┌────────

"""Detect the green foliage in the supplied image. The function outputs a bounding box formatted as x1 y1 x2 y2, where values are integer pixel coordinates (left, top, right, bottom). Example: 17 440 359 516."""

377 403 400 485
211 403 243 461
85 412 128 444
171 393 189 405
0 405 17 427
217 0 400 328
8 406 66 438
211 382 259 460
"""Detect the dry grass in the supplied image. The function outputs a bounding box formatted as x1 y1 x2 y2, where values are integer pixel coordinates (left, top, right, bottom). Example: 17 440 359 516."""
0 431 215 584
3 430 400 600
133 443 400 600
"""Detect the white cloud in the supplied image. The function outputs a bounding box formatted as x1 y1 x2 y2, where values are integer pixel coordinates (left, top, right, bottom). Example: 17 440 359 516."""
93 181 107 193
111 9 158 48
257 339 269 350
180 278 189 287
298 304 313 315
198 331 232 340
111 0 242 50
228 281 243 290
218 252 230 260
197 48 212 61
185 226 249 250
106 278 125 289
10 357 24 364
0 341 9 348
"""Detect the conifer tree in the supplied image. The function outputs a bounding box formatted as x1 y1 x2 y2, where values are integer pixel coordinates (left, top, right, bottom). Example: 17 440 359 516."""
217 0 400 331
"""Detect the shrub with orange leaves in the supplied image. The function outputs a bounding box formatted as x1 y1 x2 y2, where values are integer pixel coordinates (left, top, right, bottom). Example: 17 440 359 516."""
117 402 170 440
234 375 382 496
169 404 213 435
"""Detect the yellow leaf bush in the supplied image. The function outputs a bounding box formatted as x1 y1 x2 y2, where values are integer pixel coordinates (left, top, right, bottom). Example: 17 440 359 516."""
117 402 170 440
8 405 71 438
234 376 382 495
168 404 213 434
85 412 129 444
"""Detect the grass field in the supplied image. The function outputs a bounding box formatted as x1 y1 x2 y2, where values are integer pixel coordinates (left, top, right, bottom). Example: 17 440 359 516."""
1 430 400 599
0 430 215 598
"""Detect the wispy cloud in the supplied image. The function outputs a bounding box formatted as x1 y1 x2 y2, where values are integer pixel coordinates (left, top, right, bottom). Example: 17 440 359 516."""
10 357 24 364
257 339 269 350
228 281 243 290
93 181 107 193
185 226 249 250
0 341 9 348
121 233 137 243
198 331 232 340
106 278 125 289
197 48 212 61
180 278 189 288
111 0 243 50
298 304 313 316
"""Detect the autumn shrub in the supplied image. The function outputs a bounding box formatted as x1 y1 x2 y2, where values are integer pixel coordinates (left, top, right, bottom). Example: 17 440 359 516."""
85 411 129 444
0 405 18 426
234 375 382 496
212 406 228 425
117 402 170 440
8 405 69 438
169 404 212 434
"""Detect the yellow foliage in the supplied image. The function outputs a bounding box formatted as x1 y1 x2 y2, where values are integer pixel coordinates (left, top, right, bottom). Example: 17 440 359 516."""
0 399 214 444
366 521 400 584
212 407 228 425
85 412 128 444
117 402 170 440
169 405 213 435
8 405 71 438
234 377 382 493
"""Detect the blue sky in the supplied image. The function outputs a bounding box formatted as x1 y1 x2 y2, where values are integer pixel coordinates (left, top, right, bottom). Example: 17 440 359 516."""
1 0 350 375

└────────

▶ **The task**
Output the data above in full and exactly.

▶ **Response to this exercise**
"""Detect the green foliage in the supplied image. The function outputs a bounding box formatted as x1 y1 x2 y2, where values are integer pixel coordinates (left, top, right, bottom). Example: 17 440 359 516."""

377 403 400 485
211 403 243 461
85 412 128 444
171 393 189 405
0 405 17 427
217 0 400 328
8 406 66 438
211 382 259 460
"""Detect the dry grass in the supplied image. The function outputs a bounding box formatted as x1 y1 x2 y2, where values are integer pixel coordinates (left, top, right, bottom). Example: 17 440 359 516."""
0 431 215 584
3 430 400 600
133 443 400 600
"""Detect the white cloud in the supplied image. The function outputs a bounding box formatted as x1 y1 x2 y2, where values are integer pixel coordinates (left, top, right, bottom). Example: 17 440 359 516."""
93 181 107 193
111 9 158 48
257 339 269 350
180 278 189 287
298 304 313 315
198 331 232 340
111 0 242 50
228 281 243 290
218 252 230 260
197 48 212 61
185 226 249 250
106 278 125 289
10 357 24 364
0 341 9 348
"""Detect the conifer tree in the supplied image. The function outputs a bounding box formatted as x1 y1 x2 y2, where values are integer pixel coordinates (left, top, right, bottom). Example: 17 440 359 516."""
217 0 400 331
"""Detect the shrub with orange leaves in the supplied image. The function outputs a bounding box formatted as x1 y1 x2 y2, where values are integer pixel coordinates (left, top, right, bottom). Example: 17 440 359 516."""
117 402 170 440
234 375 382 496
169 404 213 435
"""Detect the yellow leaf bush in the supplied image. The function outputs a bounding box formatted as x1 y1 x2 y2, where values are integer pixel coordinates (left, top, right, bottom). Example: 17 440 359 516."""
117 402 170 440
8 405 71 438
234 376 382 495
168 404 213 434
85 412 129 444
"""Detect the grass field in the supplied image. The function outputs a bounding box formatted as x1 y1 x2 y2, where values are integer pixel coordinates (left, top, right, bottom). Example: 17 440 359 516."""
1 430 400 599
0 430 215 598
"""Detect the wispy cloud in the supplied image. The function outputs a bounding box formatted as x1 y1 x2 y2, where values are integer pixel coordinates (left, top, right, bottom). Example: 17 440 359 516."""
10 357 24 364
257 339 269 350
228 281 243 290
93 181 107 193
185 226 249 250
0 341 9 348
121 233 137 243
198 331 232 340
106 278 125 289
197 48 212 61
180 278 189 288
111 0 243 50
298 304 313 316
"""Detect the autumn shrub in the supplied image. The function outputs a bounding box formatted as x1 y1 x2 y2, where values are integer pixel coordinates (left, top, right, bottom). Example: 17 440 359 516."""
85 411 129 444
0 405 18 426
234 375 382 496
212 406 228 425
117 402 170 440
8 405 69 438
169 404 212 434
"""Detect the yellow foliage in the supplied image. The function outputs a bounding box formatted as x1 y1 x2 y2, where values are integer pixel coordinates (left, top, right, bottom). Example: 17 440 359 516."""
0 399 214 444
366 521 400 584
212 407 228 425
85 412 128 444
117 402 170 440
169 405 213 435
8 405 71 438
234 377 382 493
"""Detect the blue sky in the supplied image. The function outputs a bounding box formatted as x1 y1 x2 y2, where values are integer pixel coordinates (left, top, right, bottom). Example: 17 440 359 516."""
1 0 350 375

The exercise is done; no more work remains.